Selected excerpt
"""

The Red Alert
The Red Alert

The Long Winters

A conversation with John Roderick

(November 2006)

Interview by Adam McKibbin

Photograph by Autumn de Wilde

 

People rightfully make a fuss about John Roderick's songwriting.  Three full-lengths into his career as the leader of The Long Winters, Roderick has been bestowed with a blessing-and-curse reputation:  the songwriter who is really more of a storyteller.  And while there is mayhem and entertainment aplenty in the Long Winters lyrical catalog - not to mention memorably barbed turns of phrase - it is foolhardy to talk about the band - and their new album, Putting the Days to Bed - without giving the music its proper due, too.  Unlike many other so-called "literary" songwriters, Roderick takes a populist approach, wrapping the stories in big, glowing pop rock songs.  The sneering "Rich Wife," for instance, rides on a giant riff and galloping percussion, and makes a kiss-off seem like a triumph.

"""

Task details
Rewrite the stretch of the interview introduction from "Photograph by Autumn" through "like a triumph.", putting "raconteur" in place of "storyteller". The data play no part in this.

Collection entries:
"""

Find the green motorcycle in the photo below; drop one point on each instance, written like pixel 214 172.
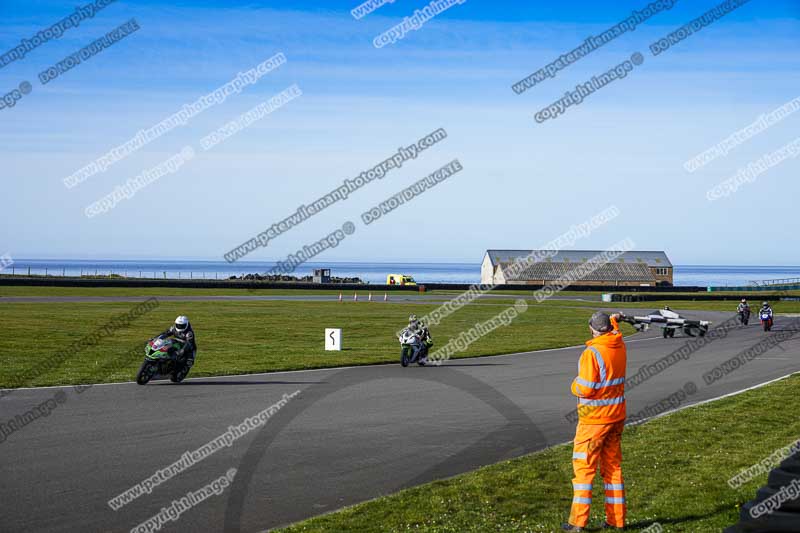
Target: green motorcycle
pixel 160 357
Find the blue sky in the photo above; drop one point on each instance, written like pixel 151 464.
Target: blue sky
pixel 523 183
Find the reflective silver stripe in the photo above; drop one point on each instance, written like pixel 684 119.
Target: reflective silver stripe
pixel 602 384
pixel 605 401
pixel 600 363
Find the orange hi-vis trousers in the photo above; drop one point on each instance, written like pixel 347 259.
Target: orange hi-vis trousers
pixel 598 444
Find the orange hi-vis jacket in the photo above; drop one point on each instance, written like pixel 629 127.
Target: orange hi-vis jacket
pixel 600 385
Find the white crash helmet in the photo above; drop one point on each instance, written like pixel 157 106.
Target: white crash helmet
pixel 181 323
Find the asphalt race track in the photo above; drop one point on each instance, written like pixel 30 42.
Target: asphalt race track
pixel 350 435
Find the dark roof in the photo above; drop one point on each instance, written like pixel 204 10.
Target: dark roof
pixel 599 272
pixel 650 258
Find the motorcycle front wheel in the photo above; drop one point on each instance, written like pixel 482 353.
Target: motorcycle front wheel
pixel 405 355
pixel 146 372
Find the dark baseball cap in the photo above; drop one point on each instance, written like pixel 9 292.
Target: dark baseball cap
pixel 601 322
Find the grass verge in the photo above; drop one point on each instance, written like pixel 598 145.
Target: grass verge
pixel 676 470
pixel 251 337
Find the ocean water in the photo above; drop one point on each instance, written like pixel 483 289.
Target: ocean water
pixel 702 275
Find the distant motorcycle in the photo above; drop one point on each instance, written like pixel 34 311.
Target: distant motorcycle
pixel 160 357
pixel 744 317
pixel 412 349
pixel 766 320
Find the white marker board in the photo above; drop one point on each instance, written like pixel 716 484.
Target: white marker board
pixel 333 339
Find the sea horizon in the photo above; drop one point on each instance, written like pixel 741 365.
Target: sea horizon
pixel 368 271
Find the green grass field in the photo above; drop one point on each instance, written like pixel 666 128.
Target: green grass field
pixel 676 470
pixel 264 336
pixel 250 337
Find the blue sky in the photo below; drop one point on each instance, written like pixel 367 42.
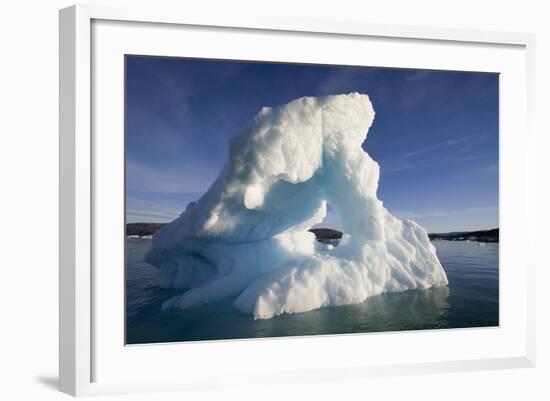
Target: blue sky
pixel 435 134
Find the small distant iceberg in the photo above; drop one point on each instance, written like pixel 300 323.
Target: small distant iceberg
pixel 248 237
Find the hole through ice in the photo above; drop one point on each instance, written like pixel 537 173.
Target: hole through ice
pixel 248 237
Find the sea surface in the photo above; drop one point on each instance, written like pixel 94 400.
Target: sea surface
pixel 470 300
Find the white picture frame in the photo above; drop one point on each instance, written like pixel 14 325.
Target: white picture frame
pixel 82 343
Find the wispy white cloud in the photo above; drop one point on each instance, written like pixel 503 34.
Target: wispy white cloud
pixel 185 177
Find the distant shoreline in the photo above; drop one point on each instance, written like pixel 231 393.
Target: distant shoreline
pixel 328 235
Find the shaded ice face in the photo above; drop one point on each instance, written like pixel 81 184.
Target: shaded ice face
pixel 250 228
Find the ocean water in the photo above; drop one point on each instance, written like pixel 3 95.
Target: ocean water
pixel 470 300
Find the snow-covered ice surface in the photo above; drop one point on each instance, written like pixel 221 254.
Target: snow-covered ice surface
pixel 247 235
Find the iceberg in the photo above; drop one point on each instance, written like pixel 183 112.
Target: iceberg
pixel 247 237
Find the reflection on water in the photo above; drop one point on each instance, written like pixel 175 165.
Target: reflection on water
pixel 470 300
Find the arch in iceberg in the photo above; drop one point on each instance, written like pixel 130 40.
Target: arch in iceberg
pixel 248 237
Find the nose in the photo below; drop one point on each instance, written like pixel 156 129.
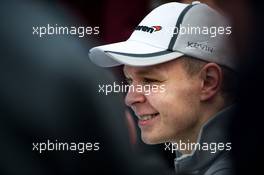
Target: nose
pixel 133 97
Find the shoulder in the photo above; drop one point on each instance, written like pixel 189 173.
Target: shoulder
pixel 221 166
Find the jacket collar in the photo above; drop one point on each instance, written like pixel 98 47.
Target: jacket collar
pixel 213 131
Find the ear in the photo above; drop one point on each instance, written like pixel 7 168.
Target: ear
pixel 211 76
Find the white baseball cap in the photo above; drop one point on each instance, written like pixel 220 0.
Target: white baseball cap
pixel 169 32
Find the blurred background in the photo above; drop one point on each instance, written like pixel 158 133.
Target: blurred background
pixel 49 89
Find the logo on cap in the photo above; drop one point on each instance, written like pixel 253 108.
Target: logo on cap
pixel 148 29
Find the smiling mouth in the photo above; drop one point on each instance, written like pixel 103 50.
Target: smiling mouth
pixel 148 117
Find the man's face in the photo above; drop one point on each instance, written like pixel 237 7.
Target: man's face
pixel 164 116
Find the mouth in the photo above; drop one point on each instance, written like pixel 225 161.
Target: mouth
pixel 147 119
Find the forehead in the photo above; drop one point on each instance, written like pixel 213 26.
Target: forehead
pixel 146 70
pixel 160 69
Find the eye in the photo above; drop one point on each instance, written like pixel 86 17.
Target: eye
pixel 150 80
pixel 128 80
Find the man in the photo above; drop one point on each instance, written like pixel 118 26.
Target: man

"""

Answer
Photograph by Autumn de Wilde

 

People rightfully make a fuss about John Roderick's songwriting.  Three full-lengths into his career as the leader of The Long Winters, Roderick has been bestowed with a blessing-and-curse reputation:  the songwriter who is really more of a raconteur.  And while there is mayhem and entertainment aplenty in the Long Winters lyrical catalog - not to mention memorably barbed turns of phrase - it is foolhardy to talk about the band - and their new album, Putting the Days to Bed - without giving the music its proper due, too.  Unlike many other so-called "literary" songwriters, Roderick takes a populist approach, wrapping the stories in big, glowing pop rock songs.  The sneering "Rich Wife," for instance, rides on a giant riff and galloping percussion, and makes a kiss-off seem like a triumph.